[Start of Attachment]

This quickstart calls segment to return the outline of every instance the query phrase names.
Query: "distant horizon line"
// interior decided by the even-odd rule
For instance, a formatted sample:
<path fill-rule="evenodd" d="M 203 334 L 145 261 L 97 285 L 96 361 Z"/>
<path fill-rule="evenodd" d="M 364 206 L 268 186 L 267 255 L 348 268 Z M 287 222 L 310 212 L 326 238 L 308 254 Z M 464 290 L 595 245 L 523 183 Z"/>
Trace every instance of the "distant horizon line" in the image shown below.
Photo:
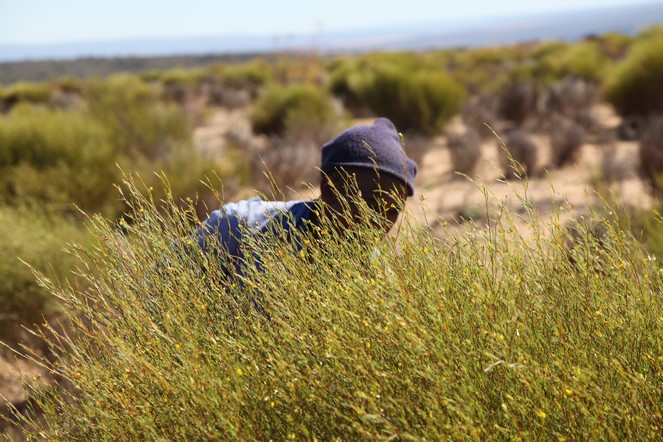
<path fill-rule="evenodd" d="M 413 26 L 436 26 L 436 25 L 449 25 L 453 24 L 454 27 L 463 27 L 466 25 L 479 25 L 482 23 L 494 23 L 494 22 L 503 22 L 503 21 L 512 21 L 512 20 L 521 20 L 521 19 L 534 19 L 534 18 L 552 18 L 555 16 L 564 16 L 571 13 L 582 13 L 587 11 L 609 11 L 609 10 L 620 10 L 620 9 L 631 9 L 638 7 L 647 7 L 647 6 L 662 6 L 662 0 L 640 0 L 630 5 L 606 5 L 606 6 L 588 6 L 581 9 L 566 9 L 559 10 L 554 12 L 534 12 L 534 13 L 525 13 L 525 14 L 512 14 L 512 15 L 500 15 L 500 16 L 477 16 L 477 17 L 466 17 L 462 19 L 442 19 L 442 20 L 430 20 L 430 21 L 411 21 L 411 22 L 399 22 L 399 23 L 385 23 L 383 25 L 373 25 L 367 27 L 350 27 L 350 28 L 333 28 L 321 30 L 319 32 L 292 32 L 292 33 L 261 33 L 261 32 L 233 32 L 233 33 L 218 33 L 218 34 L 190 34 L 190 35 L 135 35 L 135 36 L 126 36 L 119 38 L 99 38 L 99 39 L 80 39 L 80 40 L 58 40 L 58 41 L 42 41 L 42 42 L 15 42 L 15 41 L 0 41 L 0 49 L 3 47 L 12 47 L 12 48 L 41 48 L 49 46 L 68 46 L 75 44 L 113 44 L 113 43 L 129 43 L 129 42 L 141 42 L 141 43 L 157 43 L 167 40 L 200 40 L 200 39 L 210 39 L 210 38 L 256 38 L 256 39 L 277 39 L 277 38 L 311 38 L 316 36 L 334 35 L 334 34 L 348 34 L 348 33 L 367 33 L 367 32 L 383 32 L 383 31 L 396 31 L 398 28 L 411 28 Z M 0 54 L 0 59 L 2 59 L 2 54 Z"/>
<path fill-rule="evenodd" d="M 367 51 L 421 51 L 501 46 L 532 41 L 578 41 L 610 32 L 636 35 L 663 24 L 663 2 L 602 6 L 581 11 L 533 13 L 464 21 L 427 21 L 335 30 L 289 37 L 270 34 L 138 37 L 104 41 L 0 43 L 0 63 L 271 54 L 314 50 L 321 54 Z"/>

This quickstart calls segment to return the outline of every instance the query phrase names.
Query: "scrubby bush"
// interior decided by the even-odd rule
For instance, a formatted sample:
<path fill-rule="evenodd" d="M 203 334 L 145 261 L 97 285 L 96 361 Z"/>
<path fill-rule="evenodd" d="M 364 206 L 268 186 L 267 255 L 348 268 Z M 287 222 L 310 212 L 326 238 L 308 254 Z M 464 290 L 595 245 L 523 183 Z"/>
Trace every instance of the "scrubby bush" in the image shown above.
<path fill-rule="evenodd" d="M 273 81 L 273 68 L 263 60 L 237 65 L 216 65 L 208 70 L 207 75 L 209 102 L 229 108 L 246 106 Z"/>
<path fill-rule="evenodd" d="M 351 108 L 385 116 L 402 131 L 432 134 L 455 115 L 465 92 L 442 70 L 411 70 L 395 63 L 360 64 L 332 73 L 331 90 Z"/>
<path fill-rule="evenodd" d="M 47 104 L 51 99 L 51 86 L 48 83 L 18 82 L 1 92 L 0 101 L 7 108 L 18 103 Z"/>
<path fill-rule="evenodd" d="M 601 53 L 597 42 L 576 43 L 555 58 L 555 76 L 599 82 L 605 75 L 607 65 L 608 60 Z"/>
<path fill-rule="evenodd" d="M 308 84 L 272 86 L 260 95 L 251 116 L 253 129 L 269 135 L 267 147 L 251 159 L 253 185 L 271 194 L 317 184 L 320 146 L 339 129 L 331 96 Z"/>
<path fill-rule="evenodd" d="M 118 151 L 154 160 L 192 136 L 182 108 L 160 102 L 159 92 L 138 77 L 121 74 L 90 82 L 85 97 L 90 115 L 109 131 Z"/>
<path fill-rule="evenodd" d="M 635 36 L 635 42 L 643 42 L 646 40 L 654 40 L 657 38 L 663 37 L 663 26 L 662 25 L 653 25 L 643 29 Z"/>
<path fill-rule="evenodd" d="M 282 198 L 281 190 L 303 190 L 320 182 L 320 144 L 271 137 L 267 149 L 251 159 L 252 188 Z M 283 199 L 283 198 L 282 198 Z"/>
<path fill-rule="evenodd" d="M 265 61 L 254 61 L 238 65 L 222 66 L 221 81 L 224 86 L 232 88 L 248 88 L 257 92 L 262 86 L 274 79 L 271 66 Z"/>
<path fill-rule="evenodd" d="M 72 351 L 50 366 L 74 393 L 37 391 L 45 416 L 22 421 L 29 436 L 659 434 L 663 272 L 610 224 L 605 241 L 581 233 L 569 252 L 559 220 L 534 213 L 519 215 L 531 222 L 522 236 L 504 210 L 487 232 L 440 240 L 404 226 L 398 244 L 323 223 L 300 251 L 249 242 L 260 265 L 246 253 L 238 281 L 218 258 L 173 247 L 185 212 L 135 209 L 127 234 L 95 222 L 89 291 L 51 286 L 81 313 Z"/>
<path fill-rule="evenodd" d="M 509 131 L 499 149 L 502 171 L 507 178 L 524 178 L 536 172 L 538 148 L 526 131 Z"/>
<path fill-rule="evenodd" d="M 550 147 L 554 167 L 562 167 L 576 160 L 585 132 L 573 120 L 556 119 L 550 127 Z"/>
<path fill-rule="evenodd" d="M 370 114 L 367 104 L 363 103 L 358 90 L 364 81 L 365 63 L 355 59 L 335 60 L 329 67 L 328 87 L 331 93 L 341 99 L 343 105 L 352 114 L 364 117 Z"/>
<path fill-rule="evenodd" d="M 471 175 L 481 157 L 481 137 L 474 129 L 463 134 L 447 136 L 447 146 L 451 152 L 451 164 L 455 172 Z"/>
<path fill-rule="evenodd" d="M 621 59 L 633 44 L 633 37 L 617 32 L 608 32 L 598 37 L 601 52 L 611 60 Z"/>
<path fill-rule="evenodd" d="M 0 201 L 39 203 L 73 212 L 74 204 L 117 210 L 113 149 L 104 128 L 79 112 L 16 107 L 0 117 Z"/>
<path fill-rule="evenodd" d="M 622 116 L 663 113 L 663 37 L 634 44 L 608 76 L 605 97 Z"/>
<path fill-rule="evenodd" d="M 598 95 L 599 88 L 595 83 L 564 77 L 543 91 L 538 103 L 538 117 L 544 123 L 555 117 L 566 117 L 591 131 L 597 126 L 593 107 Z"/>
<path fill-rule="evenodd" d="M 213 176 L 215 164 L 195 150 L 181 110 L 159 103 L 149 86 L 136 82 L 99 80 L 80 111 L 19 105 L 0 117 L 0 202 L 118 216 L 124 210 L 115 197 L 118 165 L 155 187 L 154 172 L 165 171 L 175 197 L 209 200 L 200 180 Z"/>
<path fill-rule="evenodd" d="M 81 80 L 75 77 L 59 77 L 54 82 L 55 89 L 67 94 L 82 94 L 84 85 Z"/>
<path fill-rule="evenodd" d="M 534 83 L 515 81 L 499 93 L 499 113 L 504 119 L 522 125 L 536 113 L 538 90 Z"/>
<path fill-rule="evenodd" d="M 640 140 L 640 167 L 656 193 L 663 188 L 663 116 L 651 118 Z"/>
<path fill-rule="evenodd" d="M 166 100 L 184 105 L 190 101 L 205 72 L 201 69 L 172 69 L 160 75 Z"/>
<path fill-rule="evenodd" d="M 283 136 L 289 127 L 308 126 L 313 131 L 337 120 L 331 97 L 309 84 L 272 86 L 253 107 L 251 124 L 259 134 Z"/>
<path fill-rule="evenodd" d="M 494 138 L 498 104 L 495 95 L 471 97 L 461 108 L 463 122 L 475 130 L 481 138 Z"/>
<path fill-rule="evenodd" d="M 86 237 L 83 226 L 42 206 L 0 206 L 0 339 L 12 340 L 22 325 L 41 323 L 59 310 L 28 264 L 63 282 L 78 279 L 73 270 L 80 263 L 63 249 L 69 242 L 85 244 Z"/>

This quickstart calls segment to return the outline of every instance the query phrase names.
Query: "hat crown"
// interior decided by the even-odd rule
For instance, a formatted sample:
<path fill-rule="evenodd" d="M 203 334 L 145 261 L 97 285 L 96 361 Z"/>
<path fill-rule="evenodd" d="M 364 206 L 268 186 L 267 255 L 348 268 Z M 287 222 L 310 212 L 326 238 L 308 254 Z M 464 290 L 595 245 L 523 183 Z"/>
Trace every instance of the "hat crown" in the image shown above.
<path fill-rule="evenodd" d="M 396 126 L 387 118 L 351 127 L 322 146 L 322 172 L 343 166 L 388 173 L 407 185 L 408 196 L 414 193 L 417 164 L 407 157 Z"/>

[End of Attachment]
[Start of Attachment]

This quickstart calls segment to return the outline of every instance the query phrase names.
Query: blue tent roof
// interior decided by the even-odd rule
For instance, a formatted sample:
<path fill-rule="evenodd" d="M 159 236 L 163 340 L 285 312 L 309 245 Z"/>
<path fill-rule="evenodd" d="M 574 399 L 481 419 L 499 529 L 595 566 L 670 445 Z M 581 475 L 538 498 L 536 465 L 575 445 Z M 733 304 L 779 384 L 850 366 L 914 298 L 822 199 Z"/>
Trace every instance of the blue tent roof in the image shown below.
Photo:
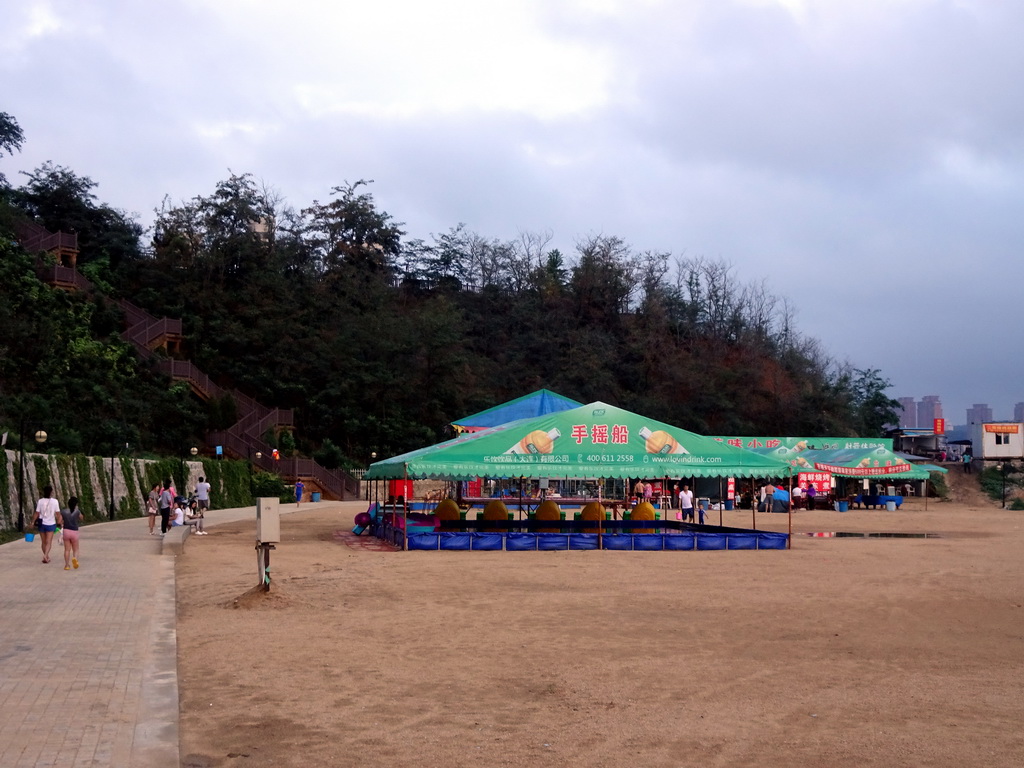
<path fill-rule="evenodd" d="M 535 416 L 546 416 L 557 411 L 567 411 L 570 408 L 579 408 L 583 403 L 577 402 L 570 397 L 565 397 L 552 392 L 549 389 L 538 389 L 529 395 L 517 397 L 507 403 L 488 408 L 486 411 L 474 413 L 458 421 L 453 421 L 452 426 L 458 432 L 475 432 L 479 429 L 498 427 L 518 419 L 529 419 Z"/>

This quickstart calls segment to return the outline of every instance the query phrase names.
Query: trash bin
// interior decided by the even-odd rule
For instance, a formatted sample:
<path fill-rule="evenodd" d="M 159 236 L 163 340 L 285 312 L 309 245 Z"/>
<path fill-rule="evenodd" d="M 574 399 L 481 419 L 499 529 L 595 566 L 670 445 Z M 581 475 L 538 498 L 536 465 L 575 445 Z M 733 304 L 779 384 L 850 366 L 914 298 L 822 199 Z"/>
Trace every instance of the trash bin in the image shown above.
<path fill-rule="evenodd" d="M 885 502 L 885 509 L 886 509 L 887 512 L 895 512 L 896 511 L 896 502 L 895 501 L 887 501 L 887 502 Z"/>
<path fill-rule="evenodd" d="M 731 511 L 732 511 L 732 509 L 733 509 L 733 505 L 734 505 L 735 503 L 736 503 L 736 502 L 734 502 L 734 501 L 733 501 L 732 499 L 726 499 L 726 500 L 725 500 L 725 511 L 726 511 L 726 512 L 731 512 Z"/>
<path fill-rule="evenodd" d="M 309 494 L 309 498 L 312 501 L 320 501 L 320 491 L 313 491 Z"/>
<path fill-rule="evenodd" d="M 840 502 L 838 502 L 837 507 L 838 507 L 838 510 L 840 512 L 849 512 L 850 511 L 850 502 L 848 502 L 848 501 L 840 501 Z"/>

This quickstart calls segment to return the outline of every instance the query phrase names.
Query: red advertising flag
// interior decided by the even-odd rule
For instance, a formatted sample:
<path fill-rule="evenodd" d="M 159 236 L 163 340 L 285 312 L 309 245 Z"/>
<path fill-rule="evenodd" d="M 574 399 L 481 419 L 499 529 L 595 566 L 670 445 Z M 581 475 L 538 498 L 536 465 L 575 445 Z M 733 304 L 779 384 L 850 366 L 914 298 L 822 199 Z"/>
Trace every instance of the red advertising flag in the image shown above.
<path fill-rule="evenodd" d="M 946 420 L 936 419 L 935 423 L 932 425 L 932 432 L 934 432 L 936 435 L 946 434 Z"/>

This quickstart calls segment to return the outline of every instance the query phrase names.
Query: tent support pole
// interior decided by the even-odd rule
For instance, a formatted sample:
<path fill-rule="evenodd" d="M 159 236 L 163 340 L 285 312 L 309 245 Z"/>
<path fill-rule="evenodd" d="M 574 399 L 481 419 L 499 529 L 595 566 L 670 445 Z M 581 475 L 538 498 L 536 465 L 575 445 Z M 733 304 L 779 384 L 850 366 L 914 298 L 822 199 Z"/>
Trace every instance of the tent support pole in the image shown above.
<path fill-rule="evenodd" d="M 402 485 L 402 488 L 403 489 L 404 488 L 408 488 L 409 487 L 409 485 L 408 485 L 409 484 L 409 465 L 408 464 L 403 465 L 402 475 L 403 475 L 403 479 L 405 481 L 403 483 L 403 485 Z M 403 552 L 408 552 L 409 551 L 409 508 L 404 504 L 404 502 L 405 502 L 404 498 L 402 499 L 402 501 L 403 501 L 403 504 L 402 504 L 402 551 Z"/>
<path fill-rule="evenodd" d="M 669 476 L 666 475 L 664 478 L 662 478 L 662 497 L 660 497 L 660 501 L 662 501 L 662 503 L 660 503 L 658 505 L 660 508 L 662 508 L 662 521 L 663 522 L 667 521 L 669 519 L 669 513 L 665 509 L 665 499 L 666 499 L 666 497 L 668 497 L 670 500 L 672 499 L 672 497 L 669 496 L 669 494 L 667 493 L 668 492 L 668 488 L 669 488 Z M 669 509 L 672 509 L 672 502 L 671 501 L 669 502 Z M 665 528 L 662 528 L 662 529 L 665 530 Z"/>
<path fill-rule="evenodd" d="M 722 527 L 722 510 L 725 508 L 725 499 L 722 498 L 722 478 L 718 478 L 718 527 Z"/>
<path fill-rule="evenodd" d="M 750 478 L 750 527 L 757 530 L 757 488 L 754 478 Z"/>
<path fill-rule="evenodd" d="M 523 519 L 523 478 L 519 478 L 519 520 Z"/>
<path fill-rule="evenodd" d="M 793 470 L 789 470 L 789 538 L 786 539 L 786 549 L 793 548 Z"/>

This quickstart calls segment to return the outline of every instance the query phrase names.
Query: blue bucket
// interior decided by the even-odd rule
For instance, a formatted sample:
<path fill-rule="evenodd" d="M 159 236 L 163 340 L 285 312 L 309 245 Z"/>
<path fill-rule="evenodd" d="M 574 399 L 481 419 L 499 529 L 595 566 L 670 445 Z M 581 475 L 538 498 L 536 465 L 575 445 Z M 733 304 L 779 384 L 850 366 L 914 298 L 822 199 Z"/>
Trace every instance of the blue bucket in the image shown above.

[End of Attachment]
[Start of Attachment]

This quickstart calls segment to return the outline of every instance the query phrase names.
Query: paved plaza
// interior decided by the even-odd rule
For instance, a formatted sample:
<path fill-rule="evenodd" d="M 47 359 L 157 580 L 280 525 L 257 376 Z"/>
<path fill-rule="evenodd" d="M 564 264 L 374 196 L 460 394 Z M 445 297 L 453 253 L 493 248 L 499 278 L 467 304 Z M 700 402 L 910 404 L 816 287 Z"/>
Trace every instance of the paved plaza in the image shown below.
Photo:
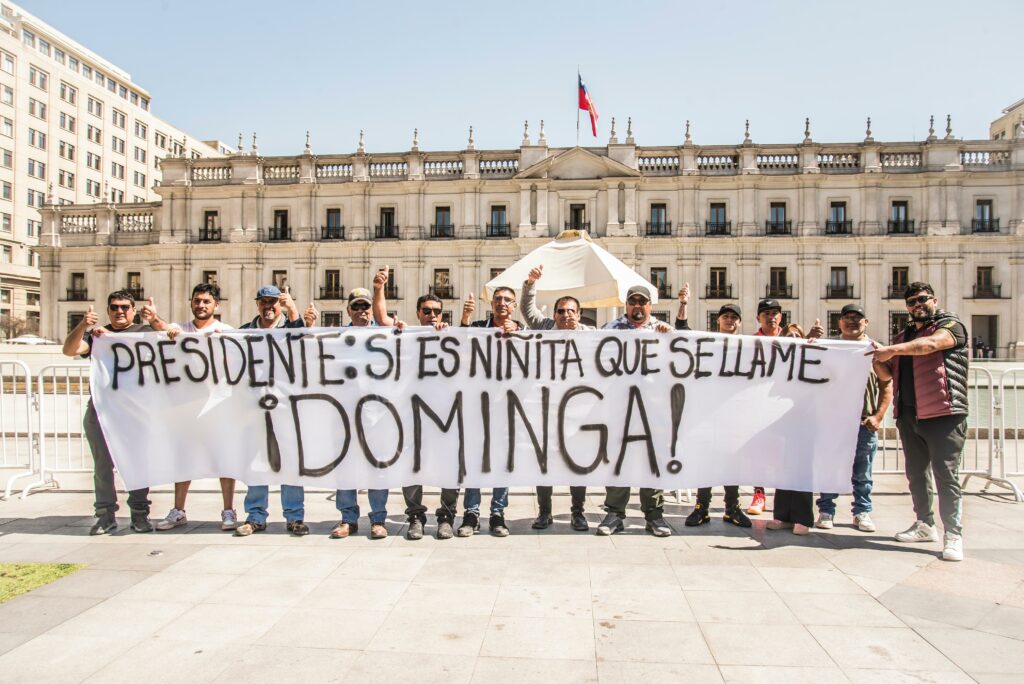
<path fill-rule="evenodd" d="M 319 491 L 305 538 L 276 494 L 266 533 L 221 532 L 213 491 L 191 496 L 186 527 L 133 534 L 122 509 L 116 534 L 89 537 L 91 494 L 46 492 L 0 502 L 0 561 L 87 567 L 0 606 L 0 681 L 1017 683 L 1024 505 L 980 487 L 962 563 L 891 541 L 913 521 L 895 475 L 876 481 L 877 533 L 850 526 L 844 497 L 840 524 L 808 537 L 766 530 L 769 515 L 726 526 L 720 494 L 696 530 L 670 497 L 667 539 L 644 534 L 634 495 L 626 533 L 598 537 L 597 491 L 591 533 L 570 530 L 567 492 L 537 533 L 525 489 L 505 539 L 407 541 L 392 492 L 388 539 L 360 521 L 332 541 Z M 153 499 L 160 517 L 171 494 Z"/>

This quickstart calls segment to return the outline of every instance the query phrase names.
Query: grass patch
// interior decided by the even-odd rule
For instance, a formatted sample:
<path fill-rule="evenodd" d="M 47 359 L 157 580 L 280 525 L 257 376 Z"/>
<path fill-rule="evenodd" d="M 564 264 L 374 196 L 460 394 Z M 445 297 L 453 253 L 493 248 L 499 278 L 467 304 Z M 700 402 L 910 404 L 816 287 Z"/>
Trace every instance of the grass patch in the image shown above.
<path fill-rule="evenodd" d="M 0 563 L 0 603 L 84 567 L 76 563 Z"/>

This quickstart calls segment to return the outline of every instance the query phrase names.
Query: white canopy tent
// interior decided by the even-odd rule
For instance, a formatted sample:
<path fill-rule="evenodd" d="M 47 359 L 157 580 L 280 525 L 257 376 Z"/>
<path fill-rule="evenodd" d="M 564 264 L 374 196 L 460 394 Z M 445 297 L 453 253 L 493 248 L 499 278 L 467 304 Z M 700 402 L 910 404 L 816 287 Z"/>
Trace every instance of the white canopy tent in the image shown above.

[End of Attachment]

▶ **WHAT YOU ARE ASKED TO DO**: Copy task for the entries above: every line with the string "below".

▶ **RESPONSE AREA**:
Trace every instance of the "distant horizon line" in the image shown below.
Trace every instance of the blue tent roof in the image shown below.
Trace every instance of the paved plaza in the image shown below.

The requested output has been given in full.